Problem details - Only a number is expected in reply: the number of lines below that include the word "tree".

**** Data excerpts ****

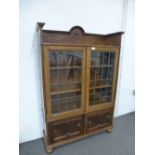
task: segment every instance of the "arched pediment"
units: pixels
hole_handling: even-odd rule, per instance
[[[85,31],[81,26],[74,26],[70,29],[70,34],[73,36],[83,36]]]

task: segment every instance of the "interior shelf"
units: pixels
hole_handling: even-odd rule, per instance
[[[81,68],[61,68],[61,69],[52,69],[50,70],[50,84],[55,84],[55,83],[76,83],[78,81],[81,82],[82,78],[82,73],[81,73]]]
[[[90,87],[90,89],[97,89],[97,88],[107,88],[107,87],[111,87],[112,85],[107,84],[107,85],[98,85],[98,86],[94,86],[94,87]]]
[[[79,92],[81,91],[81,89],[77,88],[77,89],[65,89],[65,90],[60,90],[60,91],[51,91],[50,95],[55,95],[55,94],[65,94],[65,93],[71,93],[71,92]]]
[[[75,109],[79,109],[80,108],[80,99],[76,99],[76,101],[68,101],[68,102],[59,102],[59,104],[57,102],[53,102],[52,105],[52,113],[60,113],[60,112],[65,112],[65,111],[71,111],[71,110],[75,110]]]
[[[64,94],[70,92],[78,92],[81,91],[81,82],[68,82],[68,83],[60,83],[53,84],[50,87],[50,94]]]
[[[71,84],[74,84],[74,85],[75,84],[81,84],[81,81],[71,79],[70,81],[69,80],[64,80],[64,81],[53,82],[50,85],[51,86],[61,86],[61,85],[71,85]]]
[[[53,113],[80,108],[81,93],[57,94],[51,96]]]
[[[102,67],[114,67],[114,65],[96,65],[96,66],[90,66],[91,68],[102,68]]]
[[[50,67],[50,70],[57,70],[57,69],[80,69],[81,66],[59,66],[59,67]]]
[[[60,95],[57,95],[57,98],[53,99],[52,102],[64,102],[64,101],[69,101],[72,100],[74,101],[75,99],[80,99],[81,95],[74,95],[74,96],[67,96],[67,97],[60,97]]]
[[[89,89],[96,89],[96,88],[105,88],[105,87],[112,87],[112,83],[108,81],[90,81],[90,88]]]
[[[90,105],[103,104],[107,102],[111,102],[111,87],[99,88],[95,90],[90,90]]]

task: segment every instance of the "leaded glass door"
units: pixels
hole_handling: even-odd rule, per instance
[[[87,49],[86,111],[112,106],[117,59],[117,48]]]
[[[85,48],[45,47],[48,115],[67,116],[84,112]]]

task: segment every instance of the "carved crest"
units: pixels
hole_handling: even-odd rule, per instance
[[[73,36],[83,36],[85,31],[81,26],[74,26],[70,29],[70,34]]]

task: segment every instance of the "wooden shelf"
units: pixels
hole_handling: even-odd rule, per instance
[[[65,102],[66,100],[71,100],[71,101],[75,101],[75,99],[80,100],[81,95],[75,95],[75,96],[70,96],[70,97],[63,97],[63,98],[58,98],[58,99],[53,99],[52,102]]]
[[[106,87],[112,87],[112,84],[104,81],[91,81],[89,89],[106,88]]]
[[[69,89],[69,90],[60,90],[60,91],[51,91],[50,95],[56,95],[56,94],[65,94],[65,93],[72,93],[72,92],[79,92],[81,91],[80,88],[77,89]]]
[[[81,81],[61,81],[50,85],[50,94],[64,94],[81,91]]]
[[[90,68],[102,68],[102,67],[114,67],[114,65],[96,65],[96,66],[90,66]]]
[[[54,82],[54,83],[52,83],[52,84],[50,84],[51,86],[59,86],[59,85],[70,85],[70,84],[77,84],[77,83],[79,83],[79,84],[81,84],[81,81],[78,81],[78,80],[73,80],[73,79],[70,79],[70,81],[69,80],[67,80],[67,81],[59,81],[59,82]]]
[[[90,87],[90,89],[97,89],[97,88],[106,88],[106,87],[112,87],[112,85],[103,85],[103,86],[95,86],[95,87]]]
[[[50,70],[57,70],[57,69],[81,69],[81,66],[61,66],[61,67],[50,67]]]
[[[91,93],[90,94],[90,99],[89,99],[89,103],[90,105],[98,105],[98,104],[106,104],[107,102],[111,101],[111,96],[103,96],[99,93],[95,94],[95,98],[94,98],[94,94]]]
[[[61,113],[61,112],[65,112],[65,111],[79,109],[81,106],[80,103],[81,103],[80,99],[76,100],[76,102],[75,102],[75,100],[68,101],[68,102],[62,102],[62,101],[61,102],[52,102],[52,112],[54,114],[56,114],[56,113]]]

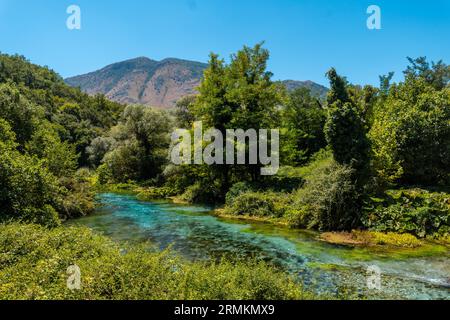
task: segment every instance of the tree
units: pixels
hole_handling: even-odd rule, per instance
[[[327,101],[328,119],[325,135],[334,159],[341,165],[350,165],[360,177],[367,174],[370,143],[360,108],[350,99],[346,81],[336,70],[328,72],[331,91]]]
[[[105,155],[111,151],[116,145],[117,141],[112,137],[97,137],[92,140],[86,152],[89,155],[89,163],[95,168],[98,167]]]
[[[268,50],[262,43],[253,48],[244,46],[232,55],[225,65],[211,54],[199,87],[194,114],[203,121],[205,129],[218,129],[225,136],[226,129],[272,129],[279,123],[278,107],[282,102],[281,88],[272,82],[267,71]],[[248,154],[248,150],[246,151]],[[247,157],[248,159],[248,157]],[[211,166],[220,177],[222,192],[229,188],[231,172],[239,180],[258,180],[260,165]]]
[[[103,162],[116,181],[143,181],[157,177],[167,161],[172,123],[163,111],[128,106],[121,123],[88,148],[90,157]],[[107,146],[110,144],[110,146]],[[103,157],[102,153],[108,149]],[[102,168],[103,170],[104,168]]]
[[[393,85],[370,131],[378,174],[390,182],[450,183],[450,89],[442,63],[410,60],[405,82]],[[440,88],[440,89],[439,89]]]
[[[431,66],[426,57],[412,59],[408,57],[410,65],[403,72],[406,81],[421,78],[436,90],[444,89],[450,81],[450,66],[442,60],[432,62]]]
[[[57,177],[70,176],[77,168],[75,147],[62,142],[49,122],[43,122],[26,144],[26,150],[43,159],[47,168]]]
[[[282,111],[282,162],[302,165],[320,149],[326,147],[323,131],[326,112],[310,90],[299,88],[289,94]]]
[[[192,112],[196,96],[185,96],[177,101],[175,106],[175,125],[180,129],[189,129],[195,121],[195,115]]]
[[[0,84],[0,117],[10,123],[17,142],[23,146],[31,138],[36,119],[42,118],[43,112],[24,97],[14,84],[3,83]]]
[[[0,221],[57,226],[55,208],[61,199],[57,180],[41,160],[15,150],[8,126],[0,121]],[[5,138],[9,139],[6,143]]]

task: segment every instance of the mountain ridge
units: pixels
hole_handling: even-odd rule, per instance
[[[206,63],[173,57],[157,61],[141,56],[64,81],[91,95],[102,93],[116,102],[170,108],[178,99],[196,93],[207,66]],[[286,80],[281,83],[288,90],[306,87],[321,98],[328,91],[326,87],[309,80]]]

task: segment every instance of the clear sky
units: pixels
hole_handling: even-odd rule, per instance
[[[69,5],[81,30],[66,27]],[[367,7],[381,8],[368,30]],[[406,57],[450,63],[450,0],[0,0],[0,51],[64,77],[137,56],[228,59],[264,40],[274,79],[327,84],[331,66],[353,83],[378,85]]]

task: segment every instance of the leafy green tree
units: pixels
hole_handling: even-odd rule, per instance
[[[448,184],[450,89],[442,63],[430,68],[411,60],[404,83],[394,85],[377,105],[370,131],[375,167],[381,177],[407,184]],[[435,74],[436,73],[436,74]],[[439,89],[440,88],[440,89]]]
[[[26,145],[26,150],[43,159],[47,168],[57,177],[70,176],[77,167],[75,148],[62,142],[49,122],[43,122]]]
[[[406,82],[423,79],[436,90],[442,90],[450,81],[450,66],[442,60],[430,63],[426,57],[412,59],[408,57],[410,65],[404,71]]]
[[[180,129],[192,128],[195,121],[195,115],[192,112],[194,108],[196,96],[190,95],[181,98],[175,106],[175,125]]]
[[[196,119],[203,121],[204,129],[216,128],[225,135],[226,129],[278,128],[278,107],[282,102],[281,87],[272,82],[267,71],[268,50],[262,43],[253,48],[244,46],[232,55],[225,65],[217,55],[211,54],[199,86],[194,105]],[[248,152],[248,150],[247,150]],[[213,176],[220,181],[223,196],[233,175],[238,180],[258,180],[260,165],[211,166]]]
[[[339,164],[350,165],[363,176],[367,174],[365,171],[370,160],[370,143],[364,119],[360,108],[350,99],[346,80],[334,69],[327,75],[331,84],[327,98],[329,113],[325,124],[328,144]]]
[[[23,146],[35,130],[36,119],[42,118],[43,113],[14,84],[0,83],[0,117],[10,123],[17,142]]]
[[[88,152],[96,161],[103,159],[116,181],[153,179],[162,173],[167,162],[171,126],[165,112],[130,105],[123,112],[121,123],[104,138],[94,140]],[[106,149],[109,152],[103,156]]]
[[[105,155],[114,149],[116,143],[117,141],[114,138],[108,136],[97,137],[92,140],[91,144],[86,149],[86,152],[89,155],[89,163],[93,167],[98,167],[102,163]]]
[[[306,88],[290,93],[282,111],[282,162],[286,165],[305,164],[326,147],[323,131],[326,111],[320,101]]]
[[[57,226],[60,190],[56,178],[41,160],[15,150],[14,135],[5,121],[0,121],[0,132],[0,220]]]
[[[16,134],[12,131],[8,121],[2,118],[0,118],[0,143],[11,150],[17,148]]]

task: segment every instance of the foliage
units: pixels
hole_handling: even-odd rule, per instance
[[[346,80],[336,70],[328,72],[331,90],[328,93],[328,118],[325,135],[334,159],[341,165],[352,166],[358,176],[367,174],[370,144],[364,119],[357,105],[350,99]]]
[[[360,194],[355,188],[354,169],[333,159],[316,160],[304,177],[306,183],[294,194],[289,210],[296,227],[322,231],[349,230],[360,225]]]
[[[287,194],[273,192],[245,192],[236,196],[225,211],[236,216],[280,218],[289,206]]]
[[[188,203],[215,204],[219,194],[219,186],[197,181],[186,189],[180,199]]]
[[[351,232],[325,232],[320,239],[329,243],[343,245],[390,246],[399,248],[418,248],[423,242],[411,234],[352,230]]]
[[[252,191],[254,189],[248,182],[238,182],[233,184],[225,197],[225,204],[231,206],[234,200],[243,193]]]
[[[188,263],[170,252],[121,251],[86,228],[0,226],[1,299],[311,299],[289,276],[263,262]],[[67,288],[67,268],[81,290]]]
[[[149,201],[158,199],[167,199],[175,196],[177,193],[169,187],[149,187],[141,188],[138,191],[137,198],[139,200]]]
[[[449,184],[449,119],[448,87],[437,90],[413,74],[392,86],[370,131],[378,174],[390,182]]]
[[[228,65],[211,54],[192,107],[195,119],[203,122],[205,130],[215,128],[225,136],[226,129],[275,128],[283,91],[271,80],[268,59],[269,52],[262,44],[252,48],[244,46],[232,55]],[[258,164],[213,165],[208,169],[215,183],[220,184],[222,198],[235,179],[256,181],[260,178]]]
[[[57,177],[70,176],[77,167],[75,147],[62,142],[50,123],[44,122],[26,144],[31,155],[43,159],[46,167]]]
[[[189,129],[195,121],[192,112],[196,96],[186,96],[177,101],[174,111],[175,125],[179,129]]]
[[[363,222],[376,231],[427,235],[450,234],[450,194],[423,189],[388,190],[367,204]]]
[[[14,84],[0,83],[0,118],[11,125],[20,145],[31,138],[39,116],[43,116],[42,108],[32,104]]]
[[[8,130],[8,129],[7,129]],[[59,224],[56,178],[43,162],[0,142],[0,220]]]
[[[144,181],[162,174],[171,121],[163,111],[128,106],[119,125],[87,149],[93,164],[103,162],[101,181]],[[107,177],[107,179],[106,179]]]
[[[282,163],[302,165],[324,148],[327,144],[323,131],[325,120],[325,110],[308,89],[293,91],[282,111]]]

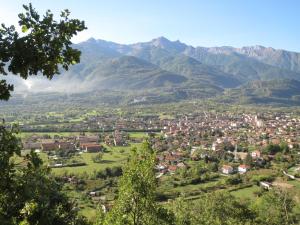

****

Result of the exercise - 2